Voci di dati salvate
>>>

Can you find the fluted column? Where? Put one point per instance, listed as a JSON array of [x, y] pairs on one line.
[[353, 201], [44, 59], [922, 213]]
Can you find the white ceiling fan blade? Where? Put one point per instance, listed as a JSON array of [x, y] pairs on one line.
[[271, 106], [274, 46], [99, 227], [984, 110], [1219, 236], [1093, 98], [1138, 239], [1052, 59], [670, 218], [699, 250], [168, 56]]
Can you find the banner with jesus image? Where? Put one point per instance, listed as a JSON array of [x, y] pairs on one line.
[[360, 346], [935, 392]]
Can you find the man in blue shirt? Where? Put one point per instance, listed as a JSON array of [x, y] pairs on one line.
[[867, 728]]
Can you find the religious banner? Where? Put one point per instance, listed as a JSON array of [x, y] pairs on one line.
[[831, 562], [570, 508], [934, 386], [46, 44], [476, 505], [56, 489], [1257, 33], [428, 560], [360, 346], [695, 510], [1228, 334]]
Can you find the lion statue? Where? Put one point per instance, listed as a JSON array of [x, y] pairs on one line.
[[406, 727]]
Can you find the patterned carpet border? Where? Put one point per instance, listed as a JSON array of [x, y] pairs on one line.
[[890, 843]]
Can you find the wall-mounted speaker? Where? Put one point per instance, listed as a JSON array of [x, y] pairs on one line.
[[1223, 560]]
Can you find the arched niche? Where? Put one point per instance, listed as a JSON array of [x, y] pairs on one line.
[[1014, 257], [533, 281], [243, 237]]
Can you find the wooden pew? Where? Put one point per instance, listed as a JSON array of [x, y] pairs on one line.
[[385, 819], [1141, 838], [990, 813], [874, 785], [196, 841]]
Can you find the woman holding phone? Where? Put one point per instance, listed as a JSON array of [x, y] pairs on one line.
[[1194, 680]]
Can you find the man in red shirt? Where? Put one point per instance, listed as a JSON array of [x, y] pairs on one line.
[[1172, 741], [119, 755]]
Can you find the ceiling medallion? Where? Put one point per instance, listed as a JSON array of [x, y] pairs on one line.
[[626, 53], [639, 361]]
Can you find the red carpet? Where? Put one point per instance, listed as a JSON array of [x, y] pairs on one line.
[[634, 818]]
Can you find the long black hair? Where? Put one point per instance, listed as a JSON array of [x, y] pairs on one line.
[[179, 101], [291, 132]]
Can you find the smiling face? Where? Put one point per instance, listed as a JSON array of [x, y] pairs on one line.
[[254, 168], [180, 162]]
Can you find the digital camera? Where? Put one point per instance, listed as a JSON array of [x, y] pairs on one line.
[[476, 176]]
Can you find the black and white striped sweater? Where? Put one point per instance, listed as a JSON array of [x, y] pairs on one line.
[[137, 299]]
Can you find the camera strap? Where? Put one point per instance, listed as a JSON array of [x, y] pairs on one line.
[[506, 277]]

<<<

CONSEGNA
Sostituisci "one point per instance" con "a single point for each instance" in tutte le righe e riscrivile senza cambiare nient'altro.

SOLUZIONE ESERCIZIO
Can you find the fluted column? Where? Put a single point for each instance, listed as a JSON array of [x, y] pairs on one line.
[[353, 201], [44, 59], [922, 213]]
Can you find the white ceiling fan blade? Where? Put a single point for each instance, listed as a JSON array of [x, y] pairs on one line.
[[271, 106], [274, 46], [99, 227], [984, 110], [1219, 236], [1093, 98], [1138, 239], [1052, 59], [670, 218], [699, 250], [168, 56]]
Can you find the banner with jesus image? Where? Put a single point for each instance, listed as a JSON array of [x, y] pairs on one line.
[[360, 346], [935, 392]]
Can you find the man in blue shirt? Where? Put a single point for each instance, listed as a JSON array of [x, y] pairs on one line.
[[867, 728]]
Can you find the religious banner? Where? Put a single point for each instance, listed as a JSON array of [x, y] pairs on one line.
[[831, 562], [570, 508], [934, 386], [46, 44], [476, 505], [56, 489], [1257, 33], [428, 560], [360, 346], [695, 510], [1228, 334]]
Can you find the lion statue? Where? Put a single point for each instance, listed as a JSON array of [x, y] pairs on one line.
[[406, 727]]
Can you find the patterned carpet border? Where? Put a single point for each instance, listed as a JSON array of [x, y] pairs on one line.
[[890, 843]]
Can you find the wall-mounted speaker? Where? Put a single point for each instance, listed as a JSON array of [x, y] pairs on one line.
[[1223, 560]]
Can you find the arched niche? Where? Put a single point for each instance, listed as a JSON array of [x, y] pairs on one line.
[[1014, 257], [533, 281], [243, 237]]
Can you find the wooden pew? Where? Put a single point for each instance, listed as a JSON array of [x, y] pairs on one line.
[[385, 819], [1141, 838], [990, 813], [874, 785], [196, 841]]
Can you find the woman holding phone? Where? Put a single point for each instance, listed as a JSON array of [x, y] pairs on one line.
[[1194, 680]]
Can you find the man in red shirt? Where? Put a single point for each instance, listed as a JSON array of [x, y] pairs on one line.
[[1172, 741], [119, 755]]
Can you find the ceiling medallion? Where? Put a single point for each instance, listed as a JSON array of [x, y] pairs on one line.
[[626, 53], [639, 361]]
Can you find the red carpet? Where? Put a single point for each instance, listed as a JSON array of [x, y] pairs on one line.
[[634, 818]]
Can you find the long black hair? Where? Put a single point for each instance, listed as a JSON array of [x, y] pairs on one line.
[[179, 101], [291, 132]]
Can you find the smiling face? Where? Put a single point for each instance, listed as a JSON array of [x, y] pairs on one line.
[[254, 168], [180, 162]]
Can you find the digital camera? Where? Put a single point for each instance, listed as a JSON array of [x, y] pairs on one line.
[[476, 176]]
Can you find the black and white striped sweater? Where? Put a single point for each instance, listed as a JSON array of [x, y] pairs on one line.
[[137, 299]]
Can you find the camera strap? Where? Put a single point for each instance, listed as a JSON array of [x, y] pairs on one line.
[[506, 277]]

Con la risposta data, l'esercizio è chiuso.